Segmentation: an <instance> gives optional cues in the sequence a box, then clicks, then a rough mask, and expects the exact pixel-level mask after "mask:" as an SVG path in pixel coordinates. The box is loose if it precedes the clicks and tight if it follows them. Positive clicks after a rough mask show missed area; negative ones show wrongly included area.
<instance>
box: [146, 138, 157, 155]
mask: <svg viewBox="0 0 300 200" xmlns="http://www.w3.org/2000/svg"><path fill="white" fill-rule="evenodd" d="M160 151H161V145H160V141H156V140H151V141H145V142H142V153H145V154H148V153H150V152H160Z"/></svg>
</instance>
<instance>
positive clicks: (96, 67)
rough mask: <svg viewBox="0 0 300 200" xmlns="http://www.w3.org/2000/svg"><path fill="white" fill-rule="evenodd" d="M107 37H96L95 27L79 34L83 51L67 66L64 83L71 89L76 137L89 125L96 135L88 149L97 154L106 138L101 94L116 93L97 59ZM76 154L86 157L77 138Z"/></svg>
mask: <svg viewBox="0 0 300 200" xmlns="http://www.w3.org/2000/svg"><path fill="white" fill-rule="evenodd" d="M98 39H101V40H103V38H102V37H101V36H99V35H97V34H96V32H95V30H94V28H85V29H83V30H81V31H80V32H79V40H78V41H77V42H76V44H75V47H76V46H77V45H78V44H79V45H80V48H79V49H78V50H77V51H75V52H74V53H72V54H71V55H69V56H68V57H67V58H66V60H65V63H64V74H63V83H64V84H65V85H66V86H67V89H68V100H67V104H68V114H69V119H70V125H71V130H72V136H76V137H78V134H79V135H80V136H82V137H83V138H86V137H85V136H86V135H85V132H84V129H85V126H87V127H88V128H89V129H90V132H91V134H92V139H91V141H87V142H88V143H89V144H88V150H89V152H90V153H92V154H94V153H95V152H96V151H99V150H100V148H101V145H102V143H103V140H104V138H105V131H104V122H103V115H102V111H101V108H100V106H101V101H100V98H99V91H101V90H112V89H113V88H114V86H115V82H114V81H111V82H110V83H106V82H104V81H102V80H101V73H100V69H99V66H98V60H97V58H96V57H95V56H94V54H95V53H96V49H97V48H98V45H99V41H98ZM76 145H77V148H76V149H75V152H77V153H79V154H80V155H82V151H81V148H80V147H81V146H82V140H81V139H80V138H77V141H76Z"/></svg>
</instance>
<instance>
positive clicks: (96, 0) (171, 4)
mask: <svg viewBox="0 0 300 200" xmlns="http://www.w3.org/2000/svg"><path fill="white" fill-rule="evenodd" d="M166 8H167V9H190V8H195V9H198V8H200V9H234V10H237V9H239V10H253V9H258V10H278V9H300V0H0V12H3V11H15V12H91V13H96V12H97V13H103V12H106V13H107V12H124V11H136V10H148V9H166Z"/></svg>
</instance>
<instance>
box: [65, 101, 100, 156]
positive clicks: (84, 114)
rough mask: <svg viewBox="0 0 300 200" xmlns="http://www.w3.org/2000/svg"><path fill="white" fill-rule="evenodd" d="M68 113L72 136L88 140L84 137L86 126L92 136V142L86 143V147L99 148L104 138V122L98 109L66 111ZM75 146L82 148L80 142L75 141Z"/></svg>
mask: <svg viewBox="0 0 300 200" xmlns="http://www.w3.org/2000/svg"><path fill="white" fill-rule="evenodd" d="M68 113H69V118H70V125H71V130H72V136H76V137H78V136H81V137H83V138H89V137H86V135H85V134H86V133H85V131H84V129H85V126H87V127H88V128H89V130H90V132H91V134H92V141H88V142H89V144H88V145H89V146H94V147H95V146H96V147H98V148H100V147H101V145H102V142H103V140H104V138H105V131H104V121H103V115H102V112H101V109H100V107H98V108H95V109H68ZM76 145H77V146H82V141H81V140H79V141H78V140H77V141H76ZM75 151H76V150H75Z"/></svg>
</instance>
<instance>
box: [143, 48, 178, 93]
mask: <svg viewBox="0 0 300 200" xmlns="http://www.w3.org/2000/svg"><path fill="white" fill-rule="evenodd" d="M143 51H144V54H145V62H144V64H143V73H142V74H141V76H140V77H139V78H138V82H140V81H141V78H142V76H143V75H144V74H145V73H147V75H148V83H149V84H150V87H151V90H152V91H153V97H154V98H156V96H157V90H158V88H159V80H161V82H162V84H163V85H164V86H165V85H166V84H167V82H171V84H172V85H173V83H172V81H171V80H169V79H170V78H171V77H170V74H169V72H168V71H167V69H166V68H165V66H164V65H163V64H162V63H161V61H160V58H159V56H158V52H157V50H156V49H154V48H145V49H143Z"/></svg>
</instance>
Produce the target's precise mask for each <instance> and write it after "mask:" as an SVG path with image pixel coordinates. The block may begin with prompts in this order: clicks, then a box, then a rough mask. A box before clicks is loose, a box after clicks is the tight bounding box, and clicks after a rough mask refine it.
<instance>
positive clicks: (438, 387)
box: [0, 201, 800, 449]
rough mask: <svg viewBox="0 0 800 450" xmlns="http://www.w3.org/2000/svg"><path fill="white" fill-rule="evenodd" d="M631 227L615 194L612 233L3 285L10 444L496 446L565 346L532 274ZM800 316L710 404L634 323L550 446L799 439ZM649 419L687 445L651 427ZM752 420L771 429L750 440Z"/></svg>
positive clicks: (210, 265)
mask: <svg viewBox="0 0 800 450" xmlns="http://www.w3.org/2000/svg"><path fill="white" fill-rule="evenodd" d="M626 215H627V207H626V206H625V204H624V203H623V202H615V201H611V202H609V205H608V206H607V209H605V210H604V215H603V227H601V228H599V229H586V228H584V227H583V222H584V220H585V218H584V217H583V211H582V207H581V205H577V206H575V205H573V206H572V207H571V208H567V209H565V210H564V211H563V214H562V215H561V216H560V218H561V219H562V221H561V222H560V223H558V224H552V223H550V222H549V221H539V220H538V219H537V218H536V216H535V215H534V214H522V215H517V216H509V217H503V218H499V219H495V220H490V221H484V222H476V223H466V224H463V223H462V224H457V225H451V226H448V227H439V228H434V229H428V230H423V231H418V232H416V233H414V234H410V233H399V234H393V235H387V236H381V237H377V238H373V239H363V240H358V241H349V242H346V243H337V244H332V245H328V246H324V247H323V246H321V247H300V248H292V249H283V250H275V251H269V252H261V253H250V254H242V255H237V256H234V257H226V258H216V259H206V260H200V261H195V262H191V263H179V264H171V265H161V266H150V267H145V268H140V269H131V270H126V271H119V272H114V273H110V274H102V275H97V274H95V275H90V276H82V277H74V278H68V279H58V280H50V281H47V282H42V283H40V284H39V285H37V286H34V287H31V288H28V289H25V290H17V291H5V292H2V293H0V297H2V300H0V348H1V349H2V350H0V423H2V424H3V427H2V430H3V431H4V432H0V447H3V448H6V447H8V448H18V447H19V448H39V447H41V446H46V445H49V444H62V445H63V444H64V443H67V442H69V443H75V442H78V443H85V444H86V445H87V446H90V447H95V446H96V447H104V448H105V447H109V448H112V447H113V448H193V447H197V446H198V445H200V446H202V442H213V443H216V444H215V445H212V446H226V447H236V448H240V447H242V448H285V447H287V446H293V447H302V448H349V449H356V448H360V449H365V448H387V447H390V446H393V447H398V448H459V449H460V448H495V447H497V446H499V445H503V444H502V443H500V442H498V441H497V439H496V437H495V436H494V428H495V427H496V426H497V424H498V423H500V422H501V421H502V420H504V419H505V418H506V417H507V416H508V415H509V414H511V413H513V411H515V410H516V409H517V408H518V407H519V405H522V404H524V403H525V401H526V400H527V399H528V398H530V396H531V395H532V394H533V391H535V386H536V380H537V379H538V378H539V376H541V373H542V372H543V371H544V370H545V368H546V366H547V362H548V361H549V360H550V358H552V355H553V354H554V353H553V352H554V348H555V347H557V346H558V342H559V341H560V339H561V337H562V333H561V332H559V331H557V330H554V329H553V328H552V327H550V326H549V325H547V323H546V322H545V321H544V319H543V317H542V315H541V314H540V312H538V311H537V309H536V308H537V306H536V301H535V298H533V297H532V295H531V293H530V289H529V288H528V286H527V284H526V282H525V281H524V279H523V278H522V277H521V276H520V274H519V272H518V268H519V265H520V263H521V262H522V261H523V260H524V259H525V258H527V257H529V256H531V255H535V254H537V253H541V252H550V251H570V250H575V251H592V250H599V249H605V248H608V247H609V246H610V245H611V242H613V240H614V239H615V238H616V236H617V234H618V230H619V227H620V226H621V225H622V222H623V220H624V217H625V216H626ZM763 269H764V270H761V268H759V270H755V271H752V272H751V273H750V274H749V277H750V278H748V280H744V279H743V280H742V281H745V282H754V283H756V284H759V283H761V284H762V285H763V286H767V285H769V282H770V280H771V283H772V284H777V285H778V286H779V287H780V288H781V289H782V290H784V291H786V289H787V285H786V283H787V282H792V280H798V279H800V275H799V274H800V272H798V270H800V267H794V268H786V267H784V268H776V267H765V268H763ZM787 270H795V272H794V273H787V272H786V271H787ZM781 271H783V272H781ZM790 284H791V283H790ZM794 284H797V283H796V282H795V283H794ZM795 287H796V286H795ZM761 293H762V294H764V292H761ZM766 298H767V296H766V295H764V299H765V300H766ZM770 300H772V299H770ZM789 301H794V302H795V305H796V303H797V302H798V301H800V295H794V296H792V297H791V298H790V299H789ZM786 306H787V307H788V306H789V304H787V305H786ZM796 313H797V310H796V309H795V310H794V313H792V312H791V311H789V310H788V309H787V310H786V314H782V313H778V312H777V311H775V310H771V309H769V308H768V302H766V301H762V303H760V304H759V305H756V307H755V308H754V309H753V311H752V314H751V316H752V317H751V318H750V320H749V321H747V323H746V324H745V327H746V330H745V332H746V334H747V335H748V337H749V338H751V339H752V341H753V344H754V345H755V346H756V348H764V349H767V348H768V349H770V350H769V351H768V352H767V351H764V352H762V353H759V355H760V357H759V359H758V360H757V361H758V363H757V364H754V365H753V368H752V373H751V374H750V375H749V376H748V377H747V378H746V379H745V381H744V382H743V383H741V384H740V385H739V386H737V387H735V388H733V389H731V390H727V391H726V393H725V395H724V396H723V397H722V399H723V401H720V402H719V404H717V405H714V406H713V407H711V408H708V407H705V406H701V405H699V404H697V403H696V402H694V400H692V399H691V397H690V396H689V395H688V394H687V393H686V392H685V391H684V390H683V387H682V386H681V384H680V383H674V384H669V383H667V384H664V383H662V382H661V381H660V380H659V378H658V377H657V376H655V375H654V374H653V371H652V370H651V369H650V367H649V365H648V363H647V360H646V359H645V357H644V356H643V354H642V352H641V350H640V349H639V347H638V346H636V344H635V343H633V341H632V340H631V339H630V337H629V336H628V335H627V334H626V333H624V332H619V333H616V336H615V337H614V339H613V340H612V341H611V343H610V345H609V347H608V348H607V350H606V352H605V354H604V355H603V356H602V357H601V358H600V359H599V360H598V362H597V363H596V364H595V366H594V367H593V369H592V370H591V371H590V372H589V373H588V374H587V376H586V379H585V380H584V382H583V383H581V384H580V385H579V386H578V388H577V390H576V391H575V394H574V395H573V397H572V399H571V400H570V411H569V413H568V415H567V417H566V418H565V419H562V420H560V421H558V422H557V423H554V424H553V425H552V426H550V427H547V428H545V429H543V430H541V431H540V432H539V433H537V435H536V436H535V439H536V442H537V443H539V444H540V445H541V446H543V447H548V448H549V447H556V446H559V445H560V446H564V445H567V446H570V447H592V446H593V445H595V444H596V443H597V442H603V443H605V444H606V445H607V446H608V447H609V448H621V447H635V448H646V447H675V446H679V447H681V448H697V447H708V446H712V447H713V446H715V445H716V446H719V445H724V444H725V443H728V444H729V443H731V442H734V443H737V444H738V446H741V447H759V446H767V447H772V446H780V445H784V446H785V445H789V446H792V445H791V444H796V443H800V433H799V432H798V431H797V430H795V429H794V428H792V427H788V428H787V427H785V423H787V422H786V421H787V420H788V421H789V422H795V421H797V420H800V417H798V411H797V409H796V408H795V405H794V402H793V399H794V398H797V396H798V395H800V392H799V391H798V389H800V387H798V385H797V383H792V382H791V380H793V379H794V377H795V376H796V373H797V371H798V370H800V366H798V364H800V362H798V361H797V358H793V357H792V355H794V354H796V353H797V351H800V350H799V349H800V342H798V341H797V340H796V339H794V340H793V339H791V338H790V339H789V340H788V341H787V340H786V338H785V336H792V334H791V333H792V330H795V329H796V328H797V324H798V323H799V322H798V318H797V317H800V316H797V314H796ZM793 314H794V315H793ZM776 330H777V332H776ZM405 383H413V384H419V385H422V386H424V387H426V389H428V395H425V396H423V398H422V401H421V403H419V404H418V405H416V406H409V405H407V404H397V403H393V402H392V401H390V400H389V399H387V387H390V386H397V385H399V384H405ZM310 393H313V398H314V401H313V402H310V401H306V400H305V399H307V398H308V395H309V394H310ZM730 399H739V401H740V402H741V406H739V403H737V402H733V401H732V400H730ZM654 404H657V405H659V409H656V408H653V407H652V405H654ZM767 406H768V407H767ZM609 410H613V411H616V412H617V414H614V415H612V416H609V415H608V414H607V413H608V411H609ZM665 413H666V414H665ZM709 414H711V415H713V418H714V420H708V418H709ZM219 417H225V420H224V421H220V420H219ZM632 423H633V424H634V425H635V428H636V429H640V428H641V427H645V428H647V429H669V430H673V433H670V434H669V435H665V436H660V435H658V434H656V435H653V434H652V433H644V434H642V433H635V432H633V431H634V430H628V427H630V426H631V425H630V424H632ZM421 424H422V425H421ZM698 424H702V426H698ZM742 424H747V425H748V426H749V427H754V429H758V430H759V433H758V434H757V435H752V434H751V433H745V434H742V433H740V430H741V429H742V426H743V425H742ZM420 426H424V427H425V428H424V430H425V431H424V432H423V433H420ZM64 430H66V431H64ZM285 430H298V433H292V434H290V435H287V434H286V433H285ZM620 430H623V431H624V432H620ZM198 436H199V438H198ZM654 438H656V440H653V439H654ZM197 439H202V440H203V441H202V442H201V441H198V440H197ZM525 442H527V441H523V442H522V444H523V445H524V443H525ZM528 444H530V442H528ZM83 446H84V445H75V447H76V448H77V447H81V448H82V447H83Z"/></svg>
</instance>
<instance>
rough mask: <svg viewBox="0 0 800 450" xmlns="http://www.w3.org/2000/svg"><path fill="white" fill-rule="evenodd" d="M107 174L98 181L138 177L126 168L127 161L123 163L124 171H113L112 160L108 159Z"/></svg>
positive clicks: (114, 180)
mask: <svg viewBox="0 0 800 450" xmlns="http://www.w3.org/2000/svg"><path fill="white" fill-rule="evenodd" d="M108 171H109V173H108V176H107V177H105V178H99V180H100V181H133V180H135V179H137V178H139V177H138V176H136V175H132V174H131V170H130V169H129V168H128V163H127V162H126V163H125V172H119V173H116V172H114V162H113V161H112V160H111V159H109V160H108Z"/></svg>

____

Starting at the first line of the data above, retype each line exactly until you reach the line containing "positive clicks: (96, 67)", and include that line too.

Segmentation: an <instance> gives optional cues in the sequence a box, then clicks, then a rough mask, and expects the exact pixel-level mask after "mask:" as an SVG path in pixel coordinates. The box is loose if it precedes the clicks and tight if it follows them. Positive clicks after a rough mask show missed area; negative ones show wrongly included area.
<instance>
box: [146, 138, 157, 155]
mask: <svg viewBox="0 0 300 200" xmlns="http://www.w3.org/2000/svg"><path fill="white" fill-rule="evenodd" d="M160 151H161V145H160V141H156V140H151V141H145V142H142V153H145V154H148V153H150V152H160Z"/></svg>
</instance>
<instance>
positive clicks: (96, 67)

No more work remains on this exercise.